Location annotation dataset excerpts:
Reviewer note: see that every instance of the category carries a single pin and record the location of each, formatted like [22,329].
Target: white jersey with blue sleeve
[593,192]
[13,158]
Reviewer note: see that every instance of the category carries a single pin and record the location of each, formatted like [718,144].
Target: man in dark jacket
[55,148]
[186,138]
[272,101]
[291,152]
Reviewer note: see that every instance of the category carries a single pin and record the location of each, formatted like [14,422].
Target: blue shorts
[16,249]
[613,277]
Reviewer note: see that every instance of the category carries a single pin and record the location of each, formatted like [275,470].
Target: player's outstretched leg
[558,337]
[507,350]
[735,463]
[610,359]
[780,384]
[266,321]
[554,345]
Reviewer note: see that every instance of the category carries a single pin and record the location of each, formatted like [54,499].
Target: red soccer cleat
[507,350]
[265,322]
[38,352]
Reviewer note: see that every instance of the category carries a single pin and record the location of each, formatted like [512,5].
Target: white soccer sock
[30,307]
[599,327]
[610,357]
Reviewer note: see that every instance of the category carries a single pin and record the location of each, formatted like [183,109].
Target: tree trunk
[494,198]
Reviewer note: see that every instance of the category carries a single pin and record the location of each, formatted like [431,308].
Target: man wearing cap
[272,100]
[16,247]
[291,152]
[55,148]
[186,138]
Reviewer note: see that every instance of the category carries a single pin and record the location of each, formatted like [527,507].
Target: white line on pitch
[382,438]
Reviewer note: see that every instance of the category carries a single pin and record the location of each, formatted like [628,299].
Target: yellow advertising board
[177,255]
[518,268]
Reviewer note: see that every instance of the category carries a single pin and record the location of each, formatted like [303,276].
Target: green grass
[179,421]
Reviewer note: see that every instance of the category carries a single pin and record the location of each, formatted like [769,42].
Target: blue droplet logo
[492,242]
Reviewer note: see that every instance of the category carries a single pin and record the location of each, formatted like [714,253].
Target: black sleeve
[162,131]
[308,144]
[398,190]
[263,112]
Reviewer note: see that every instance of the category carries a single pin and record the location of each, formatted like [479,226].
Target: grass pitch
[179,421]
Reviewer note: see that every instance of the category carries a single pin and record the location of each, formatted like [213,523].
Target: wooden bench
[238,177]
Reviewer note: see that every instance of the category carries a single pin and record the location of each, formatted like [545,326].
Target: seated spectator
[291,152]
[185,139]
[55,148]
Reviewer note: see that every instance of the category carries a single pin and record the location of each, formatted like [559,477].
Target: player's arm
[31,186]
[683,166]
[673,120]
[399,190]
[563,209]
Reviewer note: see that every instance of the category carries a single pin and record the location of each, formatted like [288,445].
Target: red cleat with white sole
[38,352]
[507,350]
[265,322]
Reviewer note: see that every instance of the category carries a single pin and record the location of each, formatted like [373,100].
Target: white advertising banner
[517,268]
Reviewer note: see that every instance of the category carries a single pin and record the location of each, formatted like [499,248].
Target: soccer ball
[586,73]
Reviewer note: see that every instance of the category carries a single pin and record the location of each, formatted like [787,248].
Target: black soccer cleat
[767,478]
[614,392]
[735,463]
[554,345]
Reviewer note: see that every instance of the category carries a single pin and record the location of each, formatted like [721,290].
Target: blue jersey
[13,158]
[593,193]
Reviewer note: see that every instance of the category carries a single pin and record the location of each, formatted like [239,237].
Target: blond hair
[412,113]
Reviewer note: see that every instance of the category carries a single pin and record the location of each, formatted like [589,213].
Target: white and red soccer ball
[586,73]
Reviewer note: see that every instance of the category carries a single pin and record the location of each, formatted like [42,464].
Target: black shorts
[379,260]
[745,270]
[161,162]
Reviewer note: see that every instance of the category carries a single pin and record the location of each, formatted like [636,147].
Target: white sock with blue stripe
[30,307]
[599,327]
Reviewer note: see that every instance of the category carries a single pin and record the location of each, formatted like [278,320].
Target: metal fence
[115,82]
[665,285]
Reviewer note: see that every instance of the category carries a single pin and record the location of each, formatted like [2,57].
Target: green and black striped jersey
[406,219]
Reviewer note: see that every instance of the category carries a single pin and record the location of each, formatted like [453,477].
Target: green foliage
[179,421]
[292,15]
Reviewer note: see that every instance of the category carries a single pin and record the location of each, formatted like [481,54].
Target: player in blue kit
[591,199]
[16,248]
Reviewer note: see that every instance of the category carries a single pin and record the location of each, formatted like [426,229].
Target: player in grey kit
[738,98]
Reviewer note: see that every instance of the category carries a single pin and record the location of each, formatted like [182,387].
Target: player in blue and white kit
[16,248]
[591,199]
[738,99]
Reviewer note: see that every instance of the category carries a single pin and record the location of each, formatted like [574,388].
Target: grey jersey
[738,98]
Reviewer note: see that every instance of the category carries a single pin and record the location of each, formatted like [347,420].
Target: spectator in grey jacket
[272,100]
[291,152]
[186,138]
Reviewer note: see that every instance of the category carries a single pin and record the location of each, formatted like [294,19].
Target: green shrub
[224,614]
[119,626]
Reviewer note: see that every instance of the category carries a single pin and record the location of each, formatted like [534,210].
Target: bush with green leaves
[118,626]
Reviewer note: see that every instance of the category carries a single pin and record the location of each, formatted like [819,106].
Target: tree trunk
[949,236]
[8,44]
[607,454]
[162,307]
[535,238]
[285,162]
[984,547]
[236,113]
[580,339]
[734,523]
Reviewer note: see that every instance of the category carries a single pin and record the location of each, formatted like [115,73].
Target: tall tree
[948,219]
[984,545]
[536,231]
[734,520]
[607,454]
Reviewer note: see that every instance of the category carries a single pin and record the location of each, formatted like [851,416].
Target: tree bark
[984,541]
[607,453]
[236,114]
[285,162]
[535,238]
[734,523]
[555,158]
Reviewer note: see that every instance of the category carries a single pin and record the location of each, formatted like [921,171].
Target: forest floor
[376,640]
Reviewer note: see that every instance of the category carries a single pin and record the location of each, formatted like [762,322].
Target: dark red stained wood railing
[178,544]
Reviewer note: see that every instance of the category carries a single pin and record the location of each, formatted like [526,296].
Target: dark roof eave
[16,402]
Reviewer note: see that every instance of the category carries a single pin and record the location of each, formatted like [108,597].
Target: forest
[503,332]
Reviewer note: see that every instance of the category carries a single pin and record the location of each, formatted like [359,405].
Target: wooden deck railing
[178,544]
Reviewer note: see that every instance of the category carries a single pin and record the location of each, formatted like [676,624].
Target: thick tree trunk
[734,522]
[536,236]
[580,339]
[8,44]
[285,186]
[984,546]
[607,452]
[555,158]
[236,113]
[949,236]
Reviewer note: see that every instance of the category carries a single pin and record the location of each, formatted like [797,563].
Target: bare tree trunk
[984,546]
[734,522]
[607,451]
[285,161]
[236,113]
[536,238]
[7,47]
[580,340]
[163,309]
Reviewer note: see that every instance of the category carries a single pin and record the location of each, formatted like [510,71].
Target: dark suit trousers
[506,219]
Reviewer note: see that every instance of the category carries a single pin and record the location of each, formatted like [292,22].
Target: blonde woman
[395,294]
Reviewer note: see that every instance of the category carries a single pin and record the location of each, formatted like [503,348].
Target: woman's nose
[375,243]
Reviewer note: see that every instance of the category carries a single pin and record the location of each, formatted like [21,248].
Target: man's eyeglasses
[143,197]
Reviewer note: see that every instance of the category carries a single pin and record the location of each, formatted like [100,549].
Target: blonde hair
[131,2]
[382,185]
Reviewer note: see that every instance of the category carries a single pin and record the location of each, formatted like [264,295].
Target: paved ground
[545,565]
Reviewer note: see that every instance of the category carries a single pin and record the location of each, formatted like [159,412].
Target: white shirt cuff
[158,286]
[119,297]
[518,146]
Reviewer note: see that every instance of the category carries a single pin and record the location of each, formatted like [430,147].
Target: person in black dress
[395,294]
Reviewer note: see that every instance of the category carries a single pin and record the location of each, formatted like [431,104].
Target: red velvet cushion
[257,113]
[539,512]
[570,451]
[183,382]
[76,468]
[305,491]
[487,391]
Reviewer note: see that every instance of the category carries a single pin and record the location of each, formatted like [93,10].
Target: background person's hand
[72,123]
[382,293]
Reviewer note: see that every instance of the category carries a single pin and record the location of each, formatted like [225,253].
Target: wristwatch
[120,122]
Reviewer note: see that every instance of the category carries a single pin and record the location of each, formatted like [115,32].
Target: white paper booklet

## EXERCISE INSTRUCTIONS
Starting at the line containing "formatted like [431,104]." and ending at the end of the material, rewrite every line. Multiply each answer coordinate by 1.55 and round it to a whole number, with halves rounded up, but leave the sample coordinates after "formatted like" unchanged.

## THE ANSWER
Reviewer note: see that every instance of the category carries a single pin and record the location of each, formatted like [431,104].
Target: red velvet cushion
[398,175]
[835,794]
[884,699]
[284,592]
[118,725]
[473,761]
[755,606]
Reviewer note: see that every instance of the category carries a single pin and record the location of each, formatted like [93,10].
Target: background person's hand
[112,191]
[592,454]
Reviewer note: see that every instance of the category carries a single pin and record the location of each, formatted like [225,253].
Target: wristwatch
[186,189]
Reviewer note: see that every instance of the category carries a single pin and record the location of each, formatted like [115,32].
Target: white paper booklet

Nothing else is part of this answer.